Activity: Which lines below hold the word "tiled"? Report each one.
○ ○ ○ ○ ○
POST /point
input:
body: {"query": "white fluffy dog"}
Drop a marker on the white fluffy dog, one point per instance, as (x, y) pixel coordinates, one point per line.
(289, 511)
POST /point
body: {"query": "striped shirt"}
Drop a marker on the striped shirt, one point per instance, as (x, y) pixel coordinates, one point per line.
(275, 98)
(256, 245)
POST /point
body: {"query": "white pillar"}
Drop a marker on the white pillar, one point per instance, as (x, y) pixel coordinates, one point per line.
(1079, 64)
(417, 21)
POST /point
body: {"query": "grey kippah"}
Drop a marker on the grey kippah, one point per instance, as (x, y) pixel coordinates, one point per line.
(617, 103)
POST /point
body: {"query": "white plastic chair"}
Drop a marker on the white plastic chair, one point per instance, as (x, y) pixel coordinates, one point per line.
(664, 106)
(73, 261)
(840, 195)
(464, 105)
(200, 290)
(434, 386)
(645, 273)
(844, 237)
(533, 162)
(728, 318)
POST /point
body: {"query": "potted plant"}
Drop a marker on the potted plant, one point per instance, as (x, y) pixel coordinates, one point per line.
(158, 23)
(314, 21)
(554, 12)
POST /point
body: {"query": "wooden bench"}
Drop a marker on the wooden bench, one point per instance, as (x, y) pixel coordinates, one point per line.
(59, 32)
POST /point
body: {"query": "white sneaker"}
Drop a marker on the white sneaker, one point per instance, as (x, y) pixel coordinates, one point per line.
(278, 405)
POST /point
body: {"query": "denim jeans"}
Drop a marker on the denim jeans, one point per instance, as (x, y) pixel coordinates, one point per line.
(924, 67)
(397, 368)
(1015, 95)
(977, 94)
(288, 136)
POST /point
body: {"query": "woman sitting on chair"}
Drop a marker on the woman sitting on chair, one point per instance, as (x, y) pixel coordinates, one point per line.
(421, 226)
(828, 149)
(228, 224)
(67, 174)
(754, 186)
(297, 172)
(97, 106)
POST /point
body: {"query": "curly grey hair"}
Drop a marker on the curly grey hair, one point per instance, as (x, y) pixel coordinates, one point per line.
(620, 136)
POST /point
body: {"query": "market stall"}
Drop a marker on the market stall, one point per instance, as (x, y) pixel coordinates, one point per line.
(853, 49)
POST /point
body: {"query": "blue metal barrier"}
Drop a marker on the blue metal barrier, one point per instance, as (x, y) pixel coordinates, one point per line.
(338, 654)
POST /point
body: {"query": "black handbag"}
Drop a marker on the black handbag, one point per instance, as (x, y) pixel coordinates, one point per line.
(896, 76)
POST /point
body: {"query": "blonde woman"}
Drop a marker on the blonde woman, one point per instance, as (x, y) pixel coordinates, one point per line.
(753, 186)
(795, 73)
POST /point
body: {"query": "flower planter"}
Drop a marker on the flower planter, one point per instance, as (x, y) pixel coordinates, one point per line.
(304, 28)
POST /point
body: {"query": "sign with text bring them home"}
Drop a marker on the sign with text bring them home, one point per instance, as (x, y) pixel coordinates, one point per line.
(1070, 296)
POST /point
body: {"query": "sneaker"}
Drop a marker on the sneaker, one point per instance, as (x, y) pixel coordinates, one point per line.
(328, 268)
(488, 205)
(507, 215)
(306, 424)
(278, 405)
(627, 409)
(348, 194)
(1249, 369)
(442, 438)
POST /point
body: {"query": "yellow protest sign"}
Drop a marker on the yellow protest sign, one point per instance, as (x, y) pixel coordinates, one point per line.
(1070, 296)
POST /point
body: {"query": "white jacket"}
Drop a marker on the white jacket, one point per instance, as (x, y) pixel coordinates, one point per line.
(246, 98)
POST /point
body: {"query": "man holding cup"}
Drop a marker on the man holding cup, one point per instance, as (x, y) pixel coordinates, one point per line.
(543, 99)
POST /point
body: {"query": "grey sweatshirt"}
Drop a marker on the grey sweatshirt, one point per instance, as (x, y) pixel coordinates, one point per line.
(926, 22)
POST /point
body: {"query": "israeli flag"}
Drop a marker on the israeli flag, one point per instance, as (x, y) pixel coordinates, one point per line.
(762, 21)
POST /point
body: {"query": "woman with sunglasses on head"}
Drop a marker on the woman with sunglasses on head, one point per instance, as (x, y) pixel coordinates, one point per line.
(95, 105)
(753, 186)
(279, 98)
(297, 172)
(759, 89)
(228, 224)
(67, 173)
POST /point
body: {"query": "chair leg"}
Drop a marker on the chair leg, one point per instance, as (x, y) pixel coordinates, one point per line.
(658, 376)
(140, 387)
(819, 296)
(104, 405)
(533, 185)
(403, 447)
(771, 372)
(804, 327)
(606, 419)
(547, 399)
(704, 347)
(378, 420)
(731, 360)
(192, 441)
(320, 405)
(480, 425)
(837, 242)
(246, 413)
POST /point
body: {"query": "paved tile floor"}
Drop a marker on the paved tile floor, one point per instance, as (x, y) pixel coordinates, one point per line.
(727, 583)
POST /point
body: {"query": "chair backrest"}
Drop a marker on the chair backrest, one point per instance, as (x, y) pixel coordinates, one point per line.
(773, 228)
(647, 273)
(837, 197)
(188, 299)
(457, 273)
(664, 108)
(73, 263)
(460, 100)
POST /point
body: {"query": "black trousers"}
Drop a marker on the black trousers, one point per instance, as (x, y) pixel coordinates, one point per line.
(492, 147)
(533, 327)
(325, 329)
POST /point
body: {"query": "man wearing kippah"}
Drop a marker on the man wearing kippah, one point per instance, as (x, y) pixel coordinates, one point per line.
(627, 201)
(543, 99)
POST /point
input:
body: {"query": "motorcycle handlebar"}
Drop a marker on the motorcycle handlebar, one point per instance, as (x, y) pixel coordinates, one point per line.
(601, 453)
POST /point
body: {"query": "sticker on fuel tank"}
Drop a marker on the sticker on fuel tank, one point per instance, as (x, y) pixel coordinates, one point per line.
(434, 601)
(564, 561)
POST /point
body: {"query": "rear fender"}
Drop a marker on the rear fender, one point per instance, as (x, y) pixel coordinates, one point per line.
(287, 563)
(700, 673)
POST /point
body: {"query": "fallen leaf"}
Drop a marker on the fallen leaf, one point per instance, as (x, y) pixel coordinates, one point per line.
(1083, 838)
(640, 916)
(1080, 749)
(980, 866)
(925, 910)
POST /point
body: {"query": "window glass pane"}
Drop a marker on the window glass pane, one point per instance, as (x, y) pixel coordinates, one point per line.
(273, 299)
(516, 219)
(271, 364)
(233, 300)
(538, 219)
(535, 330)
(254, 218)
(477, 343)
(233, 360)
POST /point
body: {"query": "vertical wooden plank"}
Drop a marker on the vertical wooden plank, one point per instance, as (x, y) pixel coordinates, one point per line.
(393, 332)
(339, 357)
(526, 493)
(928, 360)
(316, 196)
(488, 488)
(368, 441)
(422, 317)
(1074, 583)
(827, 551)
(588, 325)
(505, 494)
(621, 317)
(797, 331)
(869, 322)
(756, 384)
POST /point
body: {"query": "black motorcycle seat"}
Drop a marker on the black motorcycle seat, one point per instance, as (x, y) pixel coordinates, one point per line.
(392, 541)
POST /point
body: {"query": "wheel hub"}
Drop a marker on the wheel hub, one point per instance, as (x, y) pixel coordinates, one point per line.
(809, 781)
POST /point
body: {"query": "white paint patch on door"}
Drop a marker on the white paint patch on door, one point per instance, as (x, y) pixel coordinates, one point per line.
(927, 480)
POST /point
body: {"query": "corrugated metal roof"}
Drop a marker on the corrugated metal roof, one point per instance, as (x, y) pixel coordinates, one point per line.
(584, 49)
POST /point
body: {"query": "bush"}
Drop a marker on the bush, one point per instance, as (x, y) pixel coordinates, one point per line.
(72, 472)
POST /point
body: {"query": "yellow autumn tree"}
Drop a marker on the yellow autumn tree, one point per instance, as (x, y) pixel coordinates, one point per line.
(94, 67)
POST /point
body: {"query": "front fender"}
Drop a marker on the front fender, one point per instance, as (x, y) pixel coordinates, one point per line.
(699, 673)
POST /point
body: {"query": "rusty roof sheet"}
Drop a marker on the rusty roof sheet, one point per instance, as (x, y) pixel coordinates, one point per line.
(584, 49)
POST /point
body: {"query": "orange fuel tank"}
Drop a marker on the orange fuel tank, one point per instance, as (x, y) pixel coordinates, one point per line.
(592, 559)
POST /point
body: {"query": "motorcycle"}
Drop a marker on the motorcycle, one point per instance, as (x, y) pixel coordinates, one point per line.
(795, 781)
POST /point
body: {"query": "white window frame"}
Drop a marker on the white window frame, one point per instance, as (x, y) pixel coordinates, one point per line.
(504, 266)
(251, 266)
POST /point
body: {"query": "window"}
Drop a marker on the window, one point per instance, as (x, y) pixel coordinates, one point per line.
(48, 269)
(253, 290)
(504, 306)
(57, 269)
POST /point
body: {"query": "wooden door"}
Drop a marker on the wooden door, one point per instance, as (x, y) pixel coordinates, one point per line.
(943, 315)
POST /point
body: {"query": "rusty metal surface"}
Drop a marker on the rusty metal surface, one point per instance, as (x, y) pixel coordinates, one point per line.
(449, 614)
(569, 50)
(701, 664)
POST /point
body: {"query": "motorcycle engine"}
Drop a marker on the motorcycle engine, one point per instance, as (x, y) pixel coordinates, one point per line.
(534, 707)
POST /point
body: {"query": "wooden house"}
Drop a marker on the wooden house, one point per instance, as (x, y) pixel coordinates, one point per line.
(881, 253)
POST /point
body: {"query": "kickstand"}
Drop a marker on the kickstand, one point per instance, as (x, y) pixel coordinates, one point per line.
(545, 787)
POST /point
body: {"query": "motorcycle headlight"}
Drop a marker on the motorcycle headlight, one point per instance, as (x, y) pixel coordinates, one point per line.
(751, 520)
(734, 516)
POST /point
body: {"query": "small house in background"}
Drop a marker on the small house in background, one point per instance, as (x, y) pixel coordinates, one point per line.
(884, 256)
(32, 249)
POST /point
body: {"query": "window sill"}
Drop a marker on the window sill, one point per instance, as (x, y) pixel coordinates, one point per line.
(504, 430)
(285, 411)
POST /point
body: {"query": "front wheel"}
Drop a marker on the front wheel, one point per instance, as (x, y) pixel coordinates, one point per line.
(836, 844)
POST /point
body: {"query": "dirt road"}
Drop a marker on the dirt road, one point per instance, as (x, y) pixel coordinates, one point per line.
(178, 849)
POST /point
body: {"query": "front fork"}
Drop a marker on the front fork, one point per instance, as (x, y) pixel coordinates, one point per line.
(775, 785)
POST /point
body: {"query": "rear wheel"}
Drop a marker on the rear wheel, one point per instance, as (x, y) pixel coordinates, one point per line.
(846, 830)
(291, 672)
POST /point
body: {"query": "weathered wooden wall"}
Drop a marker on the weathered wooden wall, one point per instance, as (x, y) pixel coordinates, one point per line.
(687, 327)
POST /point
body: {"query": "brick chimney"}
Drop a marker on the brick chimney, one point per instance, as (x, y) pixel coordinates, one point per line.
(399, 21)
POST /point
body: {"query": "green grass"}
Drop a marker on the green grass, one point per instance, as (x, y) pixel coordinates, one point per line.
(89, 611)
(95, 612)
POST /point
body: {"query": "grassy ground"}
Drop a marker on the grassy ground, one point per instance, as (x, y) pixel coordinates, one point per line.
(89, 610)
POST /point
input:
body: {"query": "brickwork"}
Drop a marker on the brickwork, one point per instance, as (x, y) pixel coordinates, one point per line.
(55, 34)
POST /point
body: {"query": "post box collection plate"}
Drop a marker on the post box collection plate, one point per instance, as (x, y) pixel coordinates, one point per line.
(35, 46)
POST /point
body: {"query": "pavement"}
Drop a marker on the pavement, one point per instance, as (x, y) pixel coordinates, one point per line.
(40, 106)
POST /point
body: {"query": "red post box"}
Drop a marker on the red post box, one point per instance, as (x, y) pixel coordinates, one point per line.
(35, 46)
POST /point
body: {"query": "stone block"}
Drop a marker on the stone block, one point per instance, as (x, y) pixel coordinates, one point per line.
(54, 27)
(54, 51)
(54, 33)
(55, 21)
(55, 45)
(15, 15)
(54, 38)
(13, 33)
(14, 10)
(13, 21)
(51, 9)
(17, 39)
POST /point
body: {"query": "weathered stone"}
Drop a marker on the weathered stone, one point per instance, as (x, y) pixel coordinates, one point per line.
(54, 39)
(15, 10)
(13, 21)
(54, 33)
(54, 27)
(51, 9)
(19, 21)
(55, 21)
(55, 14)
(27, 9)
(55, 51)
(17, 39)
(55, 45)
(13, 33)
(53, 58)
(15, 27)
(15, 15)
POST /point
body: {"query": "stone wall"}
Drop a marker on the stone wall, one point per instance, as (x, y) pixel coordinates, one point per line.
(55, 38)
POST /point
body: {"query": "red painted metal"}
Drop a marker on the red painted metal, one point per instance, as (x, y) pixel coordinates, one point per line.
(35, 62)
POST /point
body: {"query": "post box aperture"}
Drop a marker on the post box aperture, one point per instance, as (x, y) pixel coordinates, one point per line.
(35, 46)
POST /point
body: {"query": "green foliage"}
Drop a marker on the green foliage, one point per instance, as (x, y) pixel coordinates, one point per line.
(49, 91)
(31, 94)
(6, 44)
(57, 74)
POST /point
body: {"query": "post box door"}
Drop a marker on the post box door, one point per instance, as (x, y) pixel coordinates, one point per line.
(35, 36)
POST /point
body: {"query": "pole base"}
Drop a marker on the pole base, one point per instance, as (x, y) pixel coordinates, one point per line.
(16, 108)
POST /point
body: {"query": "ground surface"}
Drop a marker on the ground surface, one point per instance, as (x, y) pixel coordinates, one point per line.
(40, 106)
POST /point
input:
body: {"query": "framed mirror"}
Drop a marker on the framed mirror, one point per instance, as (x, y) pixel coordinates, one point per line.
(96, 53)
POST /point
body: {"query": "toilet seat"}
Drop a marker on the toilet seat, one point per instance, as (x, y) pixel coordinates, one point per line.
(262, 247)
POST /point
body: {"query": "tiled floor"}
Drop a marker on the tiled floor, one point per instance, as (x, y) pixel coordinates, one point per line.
○ ○ ○ ○ ○
Written response:
body: {"query": "tiled floor"}
Drop a marker on the tiled floor, one point per instance, as (x, y) pixel coordinates, one point per line.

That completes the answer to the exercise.